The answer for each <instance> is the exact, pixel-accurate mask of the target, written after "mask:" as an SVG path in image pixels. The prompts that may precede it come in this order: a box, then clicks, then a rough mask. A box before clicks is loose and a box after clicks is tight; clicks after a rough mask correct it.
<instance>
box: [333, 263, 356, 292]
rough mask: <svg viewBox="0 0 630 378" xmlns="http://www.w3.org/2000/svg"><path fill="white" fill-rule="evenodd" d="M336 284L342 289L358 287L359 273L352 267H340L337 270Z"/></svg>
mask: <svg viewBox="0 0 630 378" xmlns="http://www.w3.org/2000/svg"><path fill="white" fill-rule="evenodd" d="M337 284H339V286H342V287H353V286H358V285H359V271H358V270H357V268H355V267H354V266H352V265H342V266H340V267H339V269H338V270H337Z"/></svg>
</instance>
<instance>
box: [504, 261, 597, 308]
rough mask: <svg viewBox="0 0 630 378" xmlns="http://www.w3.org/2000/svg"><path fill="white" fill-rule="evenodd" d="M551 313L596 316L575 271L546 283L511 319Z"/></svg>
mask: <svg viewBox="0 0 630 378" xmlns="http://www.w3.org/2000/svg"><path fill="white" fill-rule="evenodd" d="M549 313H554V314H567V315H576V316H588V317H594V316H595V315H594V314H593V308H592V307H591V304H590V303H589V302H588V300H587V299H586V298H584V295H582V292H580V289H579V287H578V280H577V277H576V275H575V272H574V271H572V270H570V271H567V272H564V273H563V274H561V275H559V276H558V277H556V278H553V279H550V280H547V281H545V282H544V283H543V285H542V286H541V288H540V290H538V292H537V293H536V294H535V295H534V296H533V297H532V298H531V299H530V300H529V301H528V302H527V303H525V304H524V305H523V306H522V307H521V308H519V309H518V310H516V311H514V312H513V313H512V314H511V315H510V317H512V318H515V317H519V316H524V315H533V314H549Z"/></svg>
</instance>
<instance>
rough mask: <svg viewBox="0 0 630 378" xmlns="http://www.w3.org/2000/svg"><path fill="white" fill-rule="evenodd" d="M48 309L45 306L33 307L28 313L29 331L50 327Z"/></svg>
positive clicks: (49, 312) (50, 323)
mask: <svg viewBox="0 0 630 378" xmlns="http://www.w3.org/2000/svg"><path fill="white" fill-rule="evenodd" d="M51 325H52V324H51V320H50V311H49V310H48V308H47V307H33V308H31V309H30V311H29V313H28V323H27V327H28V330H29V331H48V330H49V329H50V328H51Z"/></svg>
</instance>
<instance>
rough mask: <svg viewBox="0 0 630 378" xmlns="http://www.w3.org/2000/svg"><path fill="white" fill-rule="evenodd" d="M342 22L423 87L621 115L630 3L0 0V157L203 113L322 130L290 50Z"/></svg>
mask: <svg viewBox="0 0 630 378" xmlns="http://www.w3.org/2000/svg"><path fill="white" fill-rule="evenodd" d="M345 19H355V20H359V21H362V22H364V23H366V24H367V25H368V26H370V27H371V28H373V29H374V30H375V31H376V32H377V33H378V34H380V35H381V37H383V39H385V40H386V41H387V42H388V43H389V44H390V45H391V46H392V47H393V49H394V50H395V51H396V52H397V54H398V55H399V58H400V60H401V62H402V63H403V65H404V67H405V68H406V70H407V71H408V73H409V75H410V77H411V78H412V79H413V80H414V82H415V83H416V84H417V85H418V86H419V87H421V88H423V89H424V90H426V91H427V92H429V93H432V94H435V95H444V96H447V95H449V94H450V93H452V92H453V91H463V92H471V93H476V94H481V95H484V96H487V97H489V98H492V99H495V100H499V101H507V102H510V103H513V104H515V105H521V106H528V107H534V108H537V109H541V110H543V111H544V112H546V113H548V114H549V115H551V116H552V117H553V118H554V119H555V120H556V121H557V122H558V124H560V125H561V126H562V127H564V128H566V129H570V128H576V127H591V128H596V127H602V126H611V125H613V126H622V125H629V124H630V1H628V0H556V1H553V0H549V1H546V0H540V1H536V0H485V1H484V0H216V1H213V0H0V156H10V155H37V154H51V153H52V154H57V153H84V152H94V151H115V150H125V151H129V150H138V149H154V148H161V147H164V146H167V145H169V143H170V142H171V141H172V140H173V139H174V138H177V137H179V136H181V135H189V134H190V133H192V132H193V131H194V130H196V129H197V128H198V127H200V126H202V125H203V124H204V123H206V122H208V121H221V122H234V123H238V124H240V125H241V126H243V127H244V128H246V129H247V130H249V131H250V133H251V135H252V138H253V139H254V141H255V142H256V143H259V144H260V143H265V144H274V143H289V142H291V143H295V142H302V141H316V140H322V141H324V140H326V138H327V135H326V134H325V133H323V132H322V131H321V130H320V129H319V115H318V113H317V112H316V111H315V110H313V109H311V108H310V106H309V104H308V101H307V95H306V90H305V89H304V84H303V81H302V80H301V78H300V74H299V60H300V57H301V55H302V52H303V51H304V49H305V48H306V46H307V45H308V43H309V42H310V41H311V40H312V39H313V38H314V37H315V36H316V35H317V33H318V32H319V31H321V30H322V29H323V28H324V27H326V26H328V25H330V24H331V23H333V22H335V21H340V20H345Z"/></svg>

What to work on - Using the exact wording, repeat all the entries.

Solution for this task -
The answer for each <instance> is the exact, pixel-accurate mask of the target, written after "mask:" as an SVG path in image pixels. The prompts that may precede it come in this order: a box, then clicks, then a rough mask. A box before clicks is loose and a box after clicks is tight; clicks after a rough mask correct it.
<instance>
box: [333, 263, 356, 292]
rough mask: <svg viewBox="0 0 630 378" xmlns="http://www.w3.org/2000/svg"><path fill="white" fill-rule="evenodd" d="M336 284L342 289L358 287L359 273L352 267H340L337 270Z"/></svg>
mask: <svg viewBox="0 0 630 378" xmlns="http://www.w3.org/2000/svg"><path fill="white" fill-rule="evenodd" d="M337 284H339V286H342V287H353V286H358V285H359V271H358V270H357V268H355V267H354V266H352V265H342V266H340V267H339V269H338V270H337Z"/></svg>
</instance>
<instance>
box: [504, 261, 597, 308]
rough mask: <svg viewBox="0 0 630 378" xmlns="http://www.w3.org/2000/svg"><path fill="white" fill-rule="evenodd" d="M551 313L596 316L575 271L546 283L511 319Z"/></svg>
mask: <svg viewBox="0 0 630 378" xmlns="http://www.w3.org/2000/svg"><path fill="white" fill-rule="evenodd" d="M549 313H554V314H567V315H576V316H588V317H594V316H595V315H594V314H593V308H592V307H591V304H590V303H589V302H588V300H587V299H586V298H584V295H582V292H580V289H579V287H578V280H577V277H576V275H575V272H574V271H572V270H570V271H567V272H564V273H563V274H561V275H559V276H558V277H556V278H553V279H550V280H547V281H545V282H544V283H543V285H542V286H541V288H540V290H538V292H537V293H536V294H535V295H534V296H533V297H532V298H531V299H530V300H529V301H528V302H527V303H525V304H524V305H523V306H522V307H521V308H519V309H518V310H516V311H514V312H513V313H512V314H511V315H510V317H512V318H515V317H519V316H524V315H533V314H549Z"/></svg>
</instance>
<instance>
rough mask: <svg viewBox="0 0 630 378" xmlns="http://www.w3.org/2000/svg"><path fill="white" fill-rule="evenodd" d="M48 309L45 306L33 307L28 313L29 331L50 327Z"/></svg>
positive clicks: (49, 312) (50, 323)
mask: <svg viewBox="0 0 630 378" xmlns="http://www.w3.org/2000/svg"><path fill="white" fill-rule="evenodd" d="M51 325H52V324H51V320H50V311H49V310H48V308H47V307H33V308H31V309H30V311H29V313H28V323H27V327H28V330H29V331H48V330H49V329H50V328H51Z"/></svg>
</instance>
<instance>
rough mask: <svg viewBox="0 0 630 378" xmlns="http://www.w3.org/2000/svg"><path fill="white" fill-rule="evenodd" d="M342 22L423 87L621 115L630 3L0 0V157L203 113L322 130L290 50Z"/></svg>
mask: <svg viewBox="0 0 630 378" xmlns="http://www.w3.org/2000/svg"><path fill="white" fill-rule="evenodd" d="M345 19H355V20H359V21H362V22H364V23H366V24H367V25H368V26H370V27H371V28H373V29H374V30H375V31H376V32H377V33H378V34H380V35H381V37H383V39H385V40H386V41H387V42H388V43H389V44H390V45H391V46H392V47H393V49H394V50H395V51H396V52H397V54H398V55H399V58H400V60H401V62H402V63H403V65H404V67H405V68H406V70H407V71H408V73H409V75H410V77H411V78H412V79H413V80H414V82H415V83H416V84H417V85H418V86H419V87H421V88H423V89H424V90H426V91H427V92H429V93H432V94H435V95H444V96H447V95H449V94H450V93H452V92H453V91H463V92H471V93H476V94H481V95H484V96H487V97H489V98H492V99H495V100H499V101H507V102H510V103H513V104H515V105H521V106H528V107H534V108H537V109H541V110H543V111H544V112H546V113H548V114H549V115H551V116H552V117H553V118H554V119H555V120H556V121H557V122H558V124H560V125H561V126H562V127H564V128H566V129H570V128H576V127H591V128H596V127H602V126H611V125H613V126H622V125H629V124H630V1H628V0H556V1H553V0H549V1H546V0H540V1H536V0H485V1H484V0H216V1H213V0H0V156H10V155H37V154H51V153H52V154H57V153H84V152H94V151H115V150H125V151H129V150H138V149H154V148H161V147H164V146H167V145H169V143H170V142H171V141H172V140H173V139H174V138H177V137H179V136H181V135H189V134H190V133H192V132H193V131H194V130H196V129H197V128H198V127H200V126H202V125H203V124H204V123H206V122H208V121H221V122H234V123H238V124H240V125H241V126H243V127H244V128H246V129H247V130H249V131H250V133H251V135H252V138H253V139H254V141H255V142H256V143H259V144H260V143H265V144H274V143H289V142H291V143H295V142H302V141H316V140H322V141H324V140H326V138H327V135H326V134H325V133H323V132H322V131H321V130H320V129H319V115H318V113H317V112H316V111H315V110H313V109H311V108H310V106H309V104H308V101H307V95H306V90H305V89H304V84H303V81H302V80H301V78H300V74H299V60H300V57H301V55H302V52H303V51H304V49H305V48H306V46H307V45H308V43H309V42H310V41H311V40H312V39H313V38H314V37H315V36H316V35H317V33H318V32H319V31H321V30H322V29H323V28H324V27H326V26H328V25H330V24H331V23H333V22H335V21H340V20H345Z"/></svg>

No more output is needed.